═══ AVAILABLE DATA ═══
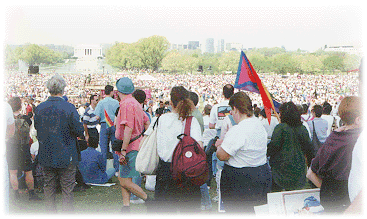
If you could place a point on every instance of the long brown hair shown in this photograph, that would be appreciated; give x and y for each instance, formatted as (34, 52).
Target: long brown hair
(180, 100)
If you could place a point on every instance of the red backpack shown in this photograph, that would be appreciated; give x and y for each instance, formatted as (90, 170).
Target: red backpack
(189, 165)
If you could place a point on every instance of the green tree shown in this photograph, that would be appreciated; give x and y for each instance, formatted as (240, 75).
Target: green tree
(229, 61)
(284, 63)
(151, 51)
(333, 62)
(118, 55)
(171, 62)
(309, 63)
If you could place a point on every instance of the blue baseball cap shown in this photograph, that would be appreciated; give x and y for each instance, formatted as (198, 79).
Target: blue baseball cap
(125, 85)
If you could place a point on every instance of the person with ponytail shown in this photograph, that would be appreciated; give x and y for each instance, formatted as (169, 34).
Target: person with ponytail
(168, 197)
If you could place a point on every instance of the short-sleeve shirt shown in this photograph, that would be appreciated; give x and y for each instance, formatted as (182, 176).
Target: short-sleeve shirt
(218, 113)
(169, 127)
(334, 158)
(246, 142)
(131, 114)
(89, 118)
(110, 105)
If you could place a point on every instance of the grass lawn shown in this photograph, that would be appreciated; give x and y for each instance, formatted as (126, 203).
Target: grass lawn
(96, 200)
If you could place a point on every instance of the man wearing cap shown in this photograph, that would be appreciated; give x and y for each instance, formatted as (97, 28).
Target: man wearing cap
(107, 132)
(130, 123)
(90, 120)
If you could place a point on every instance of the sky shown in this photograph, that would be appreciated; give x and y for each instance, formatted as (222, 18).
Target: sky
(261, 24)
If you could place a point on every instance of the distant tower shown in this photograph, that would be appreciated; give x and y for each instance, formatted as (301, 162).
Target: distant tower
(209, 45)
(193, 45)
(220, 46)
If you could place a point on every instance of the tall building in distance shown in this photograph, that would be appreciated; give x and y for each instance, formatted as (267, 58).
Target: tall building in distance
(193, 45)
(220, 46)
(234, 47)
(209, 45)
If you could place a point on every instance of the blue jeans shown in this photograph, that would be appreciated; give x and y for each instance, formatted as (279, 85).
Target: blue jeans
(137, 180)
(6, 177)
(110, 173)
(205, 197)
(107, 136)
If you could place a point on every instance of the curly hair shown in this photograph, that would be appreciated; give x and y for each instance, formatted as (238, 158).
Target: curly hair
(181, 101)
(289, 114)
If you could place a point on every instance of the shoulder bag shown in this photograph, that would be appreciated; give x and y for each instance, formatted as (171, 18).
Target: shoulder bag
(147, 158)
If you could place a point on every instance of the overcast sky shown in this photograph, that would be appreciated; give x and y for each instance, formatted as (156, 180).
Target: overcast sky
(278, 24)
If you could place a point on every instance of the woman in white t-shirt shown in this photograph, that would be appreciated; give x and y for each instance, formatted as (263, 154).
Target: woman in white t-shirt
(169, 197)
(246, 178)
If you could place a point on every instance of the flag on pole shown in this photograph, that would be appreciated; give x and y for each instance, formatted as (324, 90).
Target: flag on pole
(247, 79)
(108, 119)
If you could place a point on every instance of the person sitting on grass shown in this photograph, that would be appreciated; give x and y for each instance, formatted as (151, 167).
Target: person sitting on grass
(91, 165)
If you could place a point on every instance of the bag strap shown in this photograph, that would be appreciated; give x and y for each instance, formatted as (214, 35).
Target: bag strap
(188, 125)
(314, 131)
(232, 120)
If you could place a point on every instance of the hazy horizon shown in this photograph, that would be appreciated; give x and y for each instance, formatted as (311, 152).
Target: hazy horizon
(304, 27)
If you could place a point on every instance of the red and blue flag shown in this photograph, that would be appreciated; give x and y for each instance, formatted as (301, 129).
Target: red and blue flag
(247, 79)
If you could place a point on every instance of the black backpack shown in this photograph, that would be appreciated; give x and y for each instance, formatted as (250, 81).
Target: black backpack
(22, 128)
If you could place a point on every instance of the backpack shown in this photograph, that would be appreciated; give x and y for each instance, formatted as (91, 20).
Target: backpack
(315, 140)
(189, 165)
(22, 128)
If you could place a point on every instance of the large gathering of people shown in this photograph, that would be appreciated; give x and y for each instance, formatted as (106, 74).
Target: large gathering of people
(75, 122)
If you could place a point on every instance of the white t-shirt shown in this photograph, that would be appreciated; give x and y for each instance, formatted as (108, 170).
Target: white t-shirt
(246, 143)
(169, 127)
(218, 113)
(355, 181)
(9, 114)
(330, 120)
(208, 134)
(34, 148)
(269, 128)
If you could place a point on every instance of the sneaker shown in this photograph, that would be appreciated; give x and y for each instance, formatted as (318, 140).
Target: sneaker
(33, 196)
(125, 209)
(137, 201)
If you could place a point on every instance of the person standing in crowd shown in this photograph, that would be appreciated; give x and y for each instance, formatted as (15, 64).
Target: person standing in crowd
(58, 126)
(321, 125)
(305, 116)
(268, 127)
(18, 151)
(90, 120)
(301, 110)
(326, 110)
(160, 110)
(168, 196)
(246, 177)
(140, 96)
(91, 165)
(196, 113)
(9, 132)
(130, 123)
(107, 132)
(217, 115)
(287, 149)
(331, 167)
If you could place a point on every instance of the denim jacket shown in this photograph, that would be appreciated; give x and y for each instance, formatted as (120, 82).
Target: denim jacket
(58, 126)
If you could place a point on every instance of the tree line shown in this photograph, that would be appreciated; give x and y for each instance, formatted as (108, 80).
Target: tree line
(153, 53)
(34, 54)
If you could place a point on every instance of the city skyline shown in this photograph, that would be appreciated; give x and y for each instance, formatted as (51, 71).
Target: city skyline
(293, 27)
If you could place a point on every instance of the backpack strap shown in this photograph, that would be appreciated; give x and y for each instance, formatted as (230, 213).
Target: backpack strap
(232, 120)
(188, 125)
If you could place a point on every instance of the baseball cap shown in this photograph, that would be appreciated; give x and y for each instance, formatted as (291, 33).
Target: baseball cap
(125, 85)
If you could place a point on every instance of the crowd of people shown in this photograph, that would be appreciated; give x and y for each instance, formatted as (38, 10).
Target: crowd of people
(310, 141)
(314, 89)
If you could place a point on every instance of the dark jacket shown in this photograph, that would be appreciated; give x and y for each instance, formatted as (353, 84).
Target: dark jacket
═══
═══ AVAILABLE DATA ═══
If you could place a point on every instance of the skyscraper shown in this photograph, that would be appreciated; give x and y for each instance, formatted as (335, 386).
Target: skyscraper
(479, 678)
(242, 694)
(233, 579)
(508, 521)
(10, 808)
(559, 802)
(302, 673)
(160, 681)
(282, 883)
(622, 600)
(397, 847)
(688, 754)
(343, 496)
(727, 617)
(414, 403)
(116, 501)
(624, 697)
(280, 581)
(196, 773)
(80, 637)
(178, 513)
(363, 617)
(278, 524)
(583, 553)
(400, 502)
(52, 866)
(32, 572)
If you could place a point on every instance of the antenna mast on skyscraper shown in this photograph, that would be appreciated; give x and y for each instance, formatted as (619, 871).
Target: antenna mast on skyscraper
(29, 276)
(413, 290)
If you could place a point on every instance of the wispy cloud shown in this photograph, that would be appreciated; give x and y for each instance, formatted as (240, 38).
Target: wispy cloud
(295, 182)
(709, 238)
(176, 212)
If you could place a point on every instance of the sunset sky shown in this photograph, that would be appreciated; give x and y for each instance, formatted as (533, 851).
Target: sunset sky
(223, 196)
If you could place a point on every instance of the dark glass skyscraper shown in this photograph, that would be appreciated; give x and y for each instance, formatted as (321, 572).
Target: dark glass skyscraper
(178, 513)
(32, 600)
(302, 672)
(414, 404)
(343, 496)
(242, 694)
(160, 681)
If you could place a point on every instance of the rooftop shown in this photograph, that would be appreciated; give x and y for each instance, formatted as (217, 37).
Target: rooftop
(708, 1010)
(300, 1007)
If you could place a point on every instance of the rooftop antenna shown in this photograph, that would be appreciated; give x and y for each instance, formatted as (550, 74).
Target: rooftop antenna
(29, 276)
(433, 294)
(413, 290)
═══
═══ AVAILABLE DATA ═══
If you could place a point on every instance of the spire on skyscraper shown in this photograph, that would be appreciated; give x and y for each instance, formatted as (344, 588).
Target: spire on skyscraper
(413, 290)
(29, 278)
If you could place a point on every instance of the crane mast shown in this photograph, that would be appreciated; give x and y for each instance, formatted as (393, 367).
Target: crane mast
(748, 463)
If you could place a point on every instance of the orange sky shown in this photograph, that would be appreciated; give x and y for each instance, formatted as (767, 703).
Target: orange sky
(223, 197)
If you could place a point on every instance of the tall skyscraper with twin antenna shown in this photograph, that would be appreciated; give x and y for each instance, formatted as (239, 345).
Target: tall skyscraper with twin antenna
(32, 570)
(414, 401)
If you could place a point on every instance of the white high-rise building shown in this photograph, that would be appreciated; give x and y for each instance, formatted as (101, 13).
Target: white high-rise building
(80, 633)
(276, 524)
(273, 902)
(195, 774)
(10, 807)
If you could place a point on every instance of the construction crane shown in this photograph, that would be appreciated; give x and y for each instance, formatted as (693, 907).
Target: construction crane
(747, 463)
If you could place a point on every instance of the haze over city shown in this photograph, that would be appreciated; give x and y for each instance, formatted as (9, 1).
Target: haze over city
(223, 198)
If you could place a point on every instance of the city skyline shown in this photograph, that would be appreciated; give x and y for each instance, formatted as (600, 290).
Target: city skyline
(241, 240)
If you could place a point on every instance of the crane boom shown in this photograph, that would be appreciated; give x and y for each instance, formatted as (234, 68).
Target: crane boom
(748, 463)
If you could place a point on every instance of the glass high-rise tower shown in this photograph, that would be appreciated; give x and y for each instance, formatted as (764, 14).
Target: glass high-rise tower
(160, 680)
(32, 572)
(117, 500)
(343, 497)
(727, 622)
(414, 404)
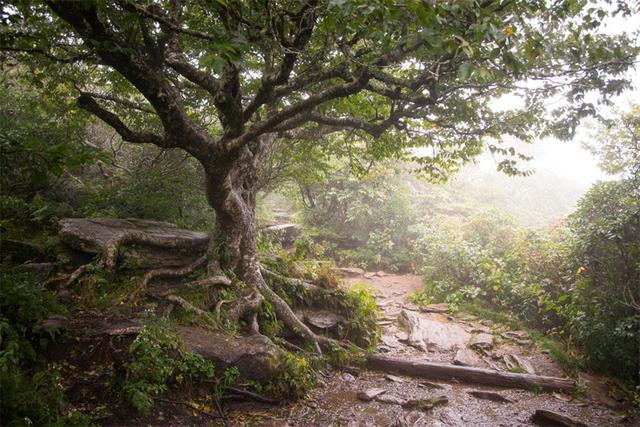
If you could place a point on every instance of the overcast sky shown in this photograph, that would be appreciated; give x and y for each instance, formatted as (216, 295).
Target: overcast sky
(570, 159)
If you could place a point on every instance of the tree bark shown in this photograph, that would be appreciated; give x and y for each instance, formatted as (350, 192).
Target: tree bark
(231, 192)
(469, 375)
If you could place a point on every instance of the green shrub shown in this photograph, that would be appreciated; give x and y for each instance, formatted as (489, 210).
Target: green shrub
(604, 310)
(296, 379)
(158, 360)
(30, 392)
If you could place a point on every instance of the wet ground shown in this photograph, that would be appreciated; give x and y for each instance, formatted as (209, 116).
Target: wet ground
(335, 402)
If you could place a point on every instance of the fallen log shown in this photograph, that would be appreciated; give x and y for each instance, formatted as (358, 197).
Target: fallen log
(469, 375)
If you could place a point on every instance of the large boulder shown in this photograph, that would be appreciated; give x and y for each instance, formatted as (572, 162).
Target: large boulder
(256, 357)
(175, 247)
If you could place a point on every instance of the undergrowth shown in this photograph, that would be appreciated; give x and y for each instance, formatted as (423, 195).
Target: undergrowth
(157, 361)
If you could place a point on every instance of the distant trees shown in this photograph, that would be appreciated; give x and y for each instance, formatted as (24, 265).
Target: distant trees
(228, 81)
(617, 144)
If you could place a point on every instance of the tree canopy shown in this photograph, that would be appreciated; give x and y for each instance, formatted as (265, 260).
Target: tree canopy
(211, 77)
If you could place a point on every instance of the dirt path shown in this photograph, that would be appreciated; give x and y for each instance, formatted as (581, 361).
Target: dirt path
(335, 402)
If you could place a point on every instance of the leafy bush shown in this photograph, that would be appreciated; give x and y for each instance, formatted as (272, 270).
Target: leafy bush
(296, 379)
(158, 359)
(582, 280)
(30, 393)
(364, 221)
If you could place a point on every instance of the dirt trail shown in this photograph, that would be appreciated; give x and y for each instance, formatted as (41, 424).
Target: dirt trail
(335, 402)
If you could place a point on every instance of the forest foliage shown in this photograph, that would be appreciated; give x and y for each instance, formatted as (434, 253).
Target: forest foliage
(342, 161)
═══
Here the output must be the lines above from the line with "Target: skyscraper" to the line with "as (550, 74).", both included, duplicated word for word and nothing else.

Target: skyscraper
(479, 678)
(242, 694)
(233, 579)
(508, 521)
(10, 808)
(559, 802)
(302, 673)
(160, 681)
(282, 883)
(622, 600)
(397, 847)
(688, 754)
(343, 496)
(727, 617)
(414, 403)
(116, 501)
(624, 697)
(280, 581)
(196, 773)
(80, 637)
(178, 513)
(363, 617)
(278, 524)
(583, 553)
(400, 502)
(52, 866)
(32, 572)
If you could place a point on every instance of the antenna mast on skyscraper shown in this photograph, that would be appreciated; give x and y for each instance, formatted as (619, 871).
Target: antenna mast on skyscraper
(29, 276)
(413, 290)
If you could place a point on every instance of the wispy cloud shown in this photograph, that would be appreciated; give x and y for each instance, formatted as (240, 38).
Target: wispy cloud
(295, 182)
(709, 238)
(176, 212)
If you could place a point on every instance of the sunset sky shown in this photograph, that would be appreciated; give x and y for each instance, formatted as (533, 851).
Target: sunset sky
(223, 196)
If you could place a point on every instance of the dark glass skyscraper shown in this photograph, that would be appreciated; give x and y for each instance, formatted as (321, 572).
Target: dark glass skyscraper
(178, 513)
(32, 600)
(302, 672)
(414, 404)
(343, 496)
(242, 694)
(160, 681)
If you could place a point on every instance of the rooftop shown in this photograph, that would be appreciated; give x and y for each instance, formatted as (217, 37).
Target: rooftop
(708, 1010)
(300, 1007)
If you could place a point on every instance of the rooftop antenna shown in this photograph, that would be appreciated; give x and y for each instance, formatted as (550, 74).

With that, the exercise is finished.